Search the data for the word "before" and copy each line that has it.

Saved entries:
★ ★ ★ ★
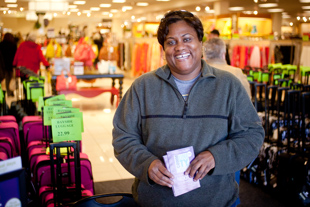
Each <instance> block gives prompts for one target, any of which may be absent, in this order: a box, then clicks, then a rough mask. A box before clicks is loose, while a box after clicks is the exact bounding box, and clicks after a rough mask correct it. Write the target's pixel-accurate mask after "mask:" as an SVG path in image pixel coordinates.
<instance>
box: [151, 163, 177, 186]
mask: <svg viewBox="0 0 310 207" xmlns="http://www.w3.org/2000/svg"><path fill="white" fill-rule="evenodd" d="M148 175H149V178H150V179H151V180H153V181H154V182H155V183H157V184H158V185H162V186H167V187H169V188H171V187H172V185H173V181H172V180H171V179H173V175H172V174H171V173H170V172H169V171H168V170H167V168H166V167H165V165H164V164H163V162H162V161H160V160H159V159H156V160H154V161H153V162H152V163H151V164H150V167H149V169H148Z"/></svg>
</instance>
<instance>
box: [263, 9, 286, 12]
mask: <svg viewBox="0 0 310 207" xmlns="http://www.w3.org/2000/svg"><path fill="white" fill-rule="evenodd" d="M267 11H268V12H283V11H284V9H267Z"/></svg>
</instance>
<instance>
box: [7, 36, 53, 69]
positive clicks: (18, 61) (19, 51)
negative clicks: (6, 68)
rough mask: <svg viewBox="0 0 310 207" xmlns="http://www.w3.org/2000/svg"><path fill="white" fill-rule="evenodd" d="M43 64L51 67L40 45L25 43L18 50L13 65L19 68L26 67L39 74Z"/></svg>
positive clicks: (26, 67) (17, 49)
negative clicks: (49, 65)
mask: <svg viewBox="0 0 310 207" xmlns="http://www.w3.org/2000/svg"><path fill="white" fill-rule="evenodd" d="M41 62H42V63H43V65H45V66H49V63H48V62H47V60H46V59H45V57H44V55H43V53H42V51H41V47H40V45H38V44H36V43H34V42H32V41H24V42H22V43H21V44H20V45H19V47H18V48H17V51H16V54H15V57H14V61H13V65H14V66H17V67H19V66H24V67H26V68H27V69H30V70H32V71H34V72H35V73H38V71H39V69H40V63H41Z"/></svg>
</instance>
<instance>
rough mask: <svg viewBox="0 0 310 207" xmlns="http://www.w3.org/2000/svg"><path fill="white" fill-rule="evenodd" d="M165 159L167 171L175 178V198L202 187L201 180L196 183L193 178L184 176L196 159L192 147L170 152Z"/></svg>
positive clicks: (171, 151)
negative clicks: (186, 171) (190, 165)
mask: <svg viewBox="0 0 310 207" xmlns="http://www.w3.org/2000/svg"><path fill="white" fill-rule="evenodd" d="M163 158H164V162H165V165H166V168H167V170H168V171H169V172H170V173H172V174H173V176H174V179H173V186H172V190H173V194H174V196H175V197H177V196H179V195H182V194H184V193H187V192H189V191H192V190H194V189H196V188H199V187H200V182H199V180H198V181H196V182H194V180H193V178H190V177H189V176H188V175H185V174H184V172H185V171H186V169H187V168H188V166H189V164H190V162H191V161H192V160H193V159H194V158H195V154H194V149H193V147H192V146H190V147H185V148H182V149H177V150H173V151H168V152H167V155H164V156H163Z"/></svg>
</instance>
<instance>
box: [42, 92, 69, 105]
mask: <svg viewBox="0 0 310 207" xmlns="http://www.w3.org/2000/svg"><path fill="white" fill-rule="evenodd" d="M56 100H66V97H65V95H64V94H61V95H57V96H53V97H50V98H48V99H46V100H45V105H48V103H49V102H50V101H56Z"/></svg>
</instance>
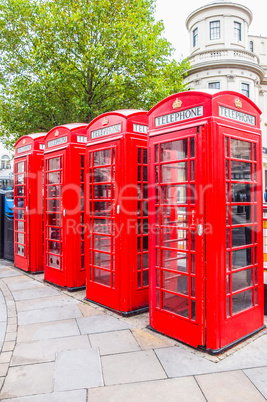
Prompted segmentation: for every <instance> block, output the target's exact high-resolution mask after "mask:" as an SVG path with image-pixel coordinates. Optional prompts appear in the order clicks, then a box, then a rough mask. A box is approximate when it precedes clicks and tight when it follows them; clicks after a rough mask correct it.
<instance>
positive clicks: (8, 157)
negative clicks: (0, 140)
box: [1, 155, 11, 169]
mask: <svg viewBox="0 0 267 402" xmlns="http://www.w3.org/2000/svg"><path fill="white" fill-rule="evenodd" d="M1 169H11V165H10V157H9V156H8V155H3V156H2V158H1Z"/></svg>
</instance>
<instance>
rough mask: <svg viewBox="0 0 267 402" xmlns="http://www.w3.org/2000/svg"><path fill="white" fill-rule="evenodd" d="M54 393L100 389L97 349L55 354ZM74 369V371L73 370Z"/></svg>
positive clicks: (99, 365) (91, 349)
mask: <svg viewBox="0 0 267 402" xmlns="http://www.w3.org/2000/svg"><path fill="white" fill-rule="evenodd" d="M55 367H56V368H55V378H54V389H55V391H68V390H72V389H80V388H91V387H100V386H102V385H103V379H102V373H101V364H100V357H99V352H98V350H97V349H86V350H68V351H64V352H59V353H57V357H56V366H55ZM74 367H75V370H73V368H74Z"/></svg>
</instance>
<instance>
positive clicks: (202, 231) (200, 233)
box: [197, 225, 203, 236]
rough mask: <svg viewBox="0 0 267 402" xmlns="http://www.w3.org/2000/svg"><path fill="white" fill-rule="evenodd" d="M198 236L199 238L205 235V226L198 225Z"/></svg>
mask: <svg viewBox="0 0 267 402" xmlns="http://www.w3.org/2000/svg"><path fill="white" fill-rule="evenodd" d="M197 234H198V236H202V235H203V225H197Z"/></svg>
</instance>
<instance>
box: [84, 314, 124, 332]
mask: <svg viewBox="0 0 267 402" xmlns="http://www.w3.org/2000/svg"><path fill="white" fill-rule="evenodd" d="M77 323H78V325H79V328H80V331H81V333H82V334H96V333H98V332H110V331H119V330H122V329H129V328H131V326H130V325H129V324H127V323H126V322H124V321H122V320H119V319H118V318H115V317H111V316H110V315H107V314H105V315H100V316H93V317H82V318H78V319H77Z"/></svg>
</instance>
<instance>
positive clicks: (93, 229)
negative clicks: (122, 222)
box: [92, 219, 112, 234]
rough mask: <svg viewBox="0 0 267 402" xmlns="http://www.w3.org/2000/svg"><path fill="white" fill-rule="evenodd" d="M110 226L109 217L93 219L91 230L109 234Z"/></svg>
mask: <svg viewBox="0 0 267 402" xmlns="http://www.w3.org/2000/svg"><path fill="white" fill-rule="evenodd" d="M111 228H112V223H111V220H110V219H94V223H93V227H92V231H93V232H95V233H106V234H111Z"/></svg>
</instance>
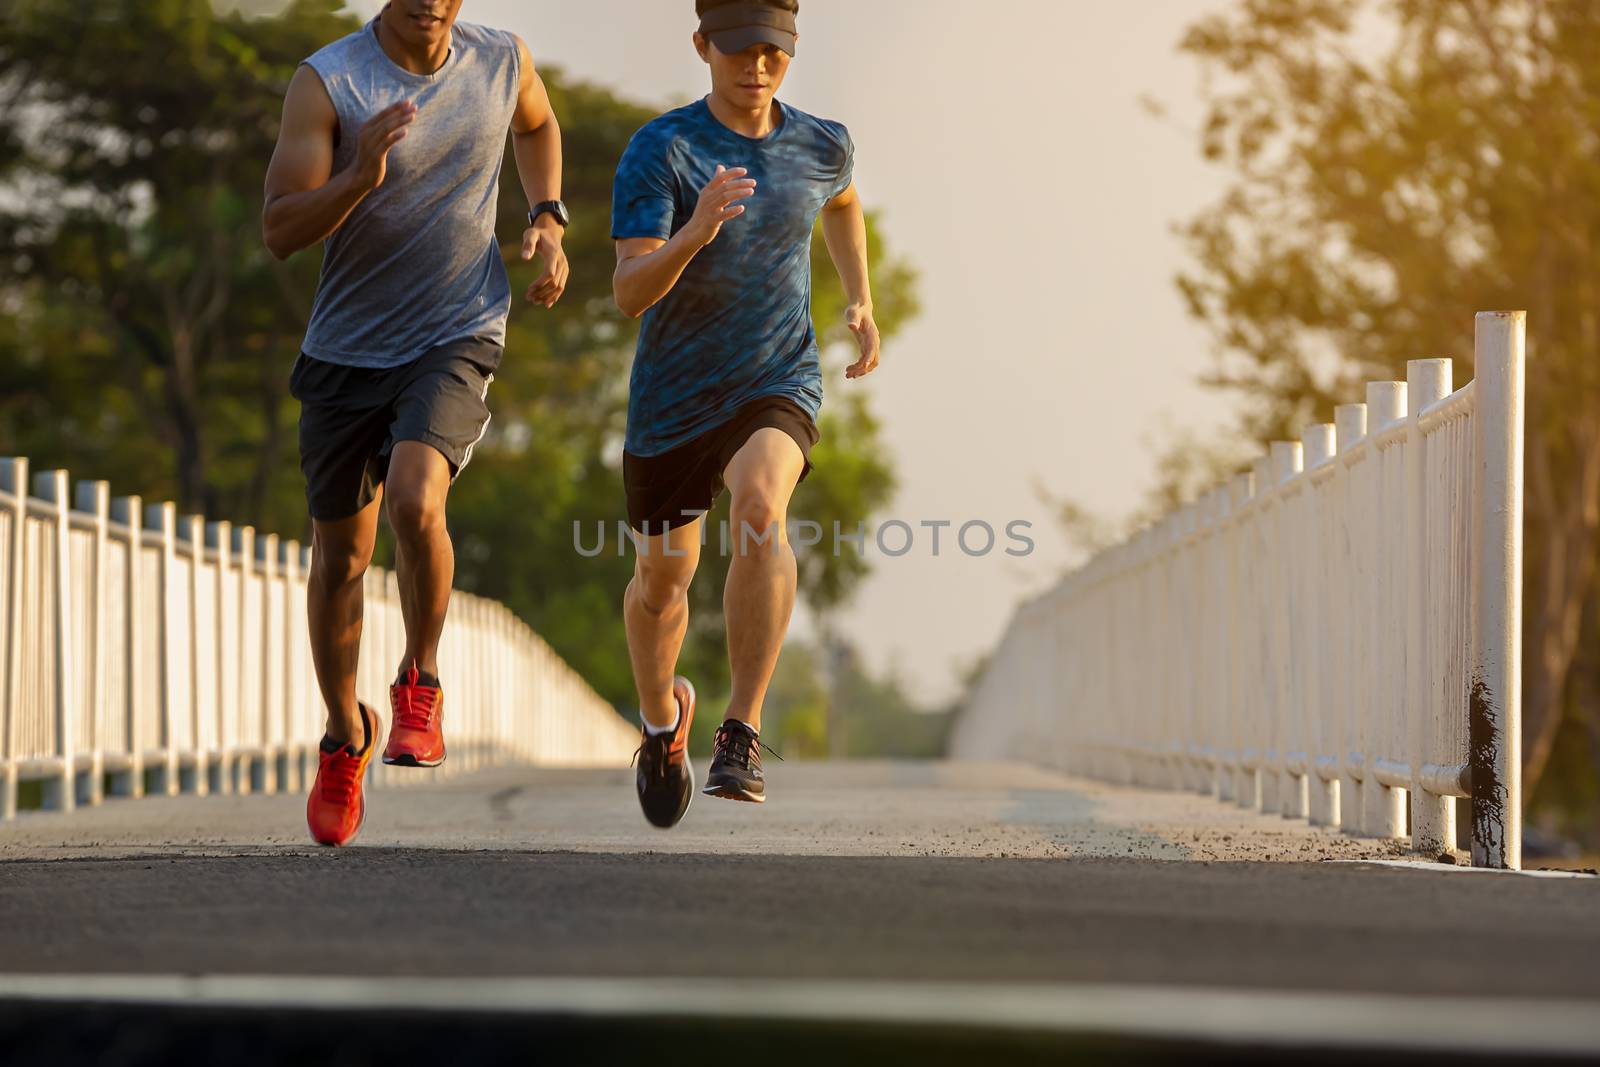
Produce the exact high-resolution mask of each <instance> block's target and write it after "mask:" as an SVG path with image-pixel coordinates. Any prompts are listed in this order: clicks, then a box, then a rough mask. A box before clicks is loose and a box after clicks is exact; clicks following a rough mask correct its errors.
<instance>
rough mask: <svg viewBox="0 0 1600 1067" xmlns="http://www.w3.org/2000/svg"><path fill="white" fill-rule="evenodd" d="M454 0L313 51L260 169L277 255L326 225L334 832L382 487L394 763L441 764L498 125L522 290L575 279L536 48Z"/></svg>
mask: <svg viewBox="0 0 1600 1067" xmlns="http://www.w3.org/2000/svg"><path fill="white" fill-rule="evenodd" d="M459 11H461V0H390V2H389V5H387V6H384V10H382V11H381V13H379V14H378V18H374V19H373V21H371V22H368V24H366V26H363V27H362V29H360V30H357V32H355V34H350V35H349V37H344V38H342V40H338V42H334V43H331V45H328V46H326V48H323V50H322V51H318V53H315V54H314V56H310V58H309V59H307V61H306V62H304V64H302V66H301V67H299V70H296V72H294V78H293V82H290V90H288V98H286V101H285V104H283V125H282V128H280V131H278V144H277V150H275V152H274V154H272V163H270V166H269V170H267V189H266V213H264V218H262V235H264V238H266V243H267V250H269V251H272V254H274V256H277V258H280V259H282V258H286V256H290V254H293V253H296V251H299V250H302V248H309V246H310V245H315V243H318V242H325V250H323V262H322V280H320V282H318V285H317V298H315V302H314V306H312V317H310V325H309V326H307V330H306V342H304V346H302V352H301V357H299V360H296V363H294V370H293V374H291V378H290V390H291V392H293V394H294V397H296V398H298V400H299V402H301V470H302V472H304V475H306V499H307V504H309V509H310V517H312V526H314V560H312V569H310V576H309V597H307V606H309V617H310V645H312V659H314V662H315V667H317V681H318V685H320V686H322V694H323V699H325V701H326V704H328V733H326V737H325V739H323V742H322V761H320V766H318V773H317V782H315V785H314V787H312V790H310V797H309V800H307V806H306V819H307V824H309V827H310V832H312V837H314V838H315V840H317V841H320V843H323V845H346V843H349V841H350V840H354V838H355V835H357V832H358V830H360V827H362V821H363V817H365V811H366V808H365V798H363V795H362V776H363V771H365V769H366V765H368V761H370V760H371V757H373V753H374V750H378V747H379V741H381V737H382V721H381V720H379V718H378V715H376V713H374V712H373V709H371V707H368V705H365V704H360V702H358V701H357V696H355V667H357V649H358V646H360V637H362V581H363V574H365V573H366V566H368V563H370V561H371V555H373V544H374V539H376V534H378V510H379V506H381V502H382V501H384V498H387V502H389V522H390V525H392V526H394V531H395V542H397V547H398V552H397V555H398V560H397V569H398V581H400V603H402V614H403V616H405V632H406V648H405V656H403V657H402V661H400V677H398V678H397V680H395V685H394V686H392V688H390V691H389V699H390V723H389V744H387V745H386V747H382V758H384V763H392V765H398V766H438V765H440V763H442V761H443V758H445V741H443V733H442V725H440V723H442V712H443V686H442V685H440V680H438V664H437V654H438V638H440V632H442V629H443V624H445V609H446V606H448V601H450V587H451V581H453V577H454V553H453V550H451V544H450V534H448V533H446V528H445V499H446V496H448V493H450V485H451V482H453V480H454V477H456V475H458V474H461V469H462V467H466V466H467V461H469V459H470V458H472V448H474V446H475V445H477V443H478V442H480V440H482V438H483V434H485V430H486V429H488V422H490V411H488V406H486V400H488V387H490V382H493V381H494V370H496V368H498V366H499V360H501V350H502V347H504V342H506V315H507V312H509V310H510V282H509V278H507V275H506V266H504V262H502V261H501V254H499V246H498V243H496V240H494V206H496V197H498V189H499V171H501V160H502V158H504V152H506V131H507V130H509V131H510V134H512V150H514V155H515V160H517V173H518V178H520V179H522V187H523V192H525V194H526V197H528V203H530V205H531V211H530V213H528V222H530V226H528V229H526V232H523V237H522V258H523V259H530V261H531V259H534V258H538V259H539V262H541V264H542V274H541V275H539V277H538V278H536V280H534V282H533V285H530V288H528V291H526V299H528V301H530V302H533V304H538V306H541V307H546V309H549V307H554V306H555V302H557V301H558V299H560V298H562V291H563V290H565V288H566V256H565V254H563V251H562V234H563V229H565V226H566V221H568V216H566V208H565V205H563V203H562V200H560V197H562V139H560V138H562V133H560V128H558V125H557V122H555V115H554V114H552V110H550V101H549V98H547V94H546V91H544V83H542V82H541V80H539V75H538V72H536V70H534V69H533V59H531V56H530V54H528V48H526V45H523V42H522V40H520V38H518V37H515V35H514V34H507V32H504V30H494V29H488V27H483V26H472V24H469V22H458V21H456V14H458V13H459Z"/></svg>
★ ★ ★ ★
Written answer:
Each <instance> block gives prompts for one target, any of which may be absent, in this order: a box, then clicks, then a rough mask. A box before clicks is loose, while a box after clicks is the exact bounding box, and clicks after a rough mask correct it. Write the target's pixel-accurate mask after "mask:" as an SVG path in image pixel coordinates.
Produce the exact high-resolution mask of each <instance> block's target and write it after "mask:" as an SVG path with image-pixel coordinates. Any prompts are listed in this order: clicks, then a box, then a rough mask. A box before clicks is loose and a box after clicks is exact; clicks following a rough mask correct its errors.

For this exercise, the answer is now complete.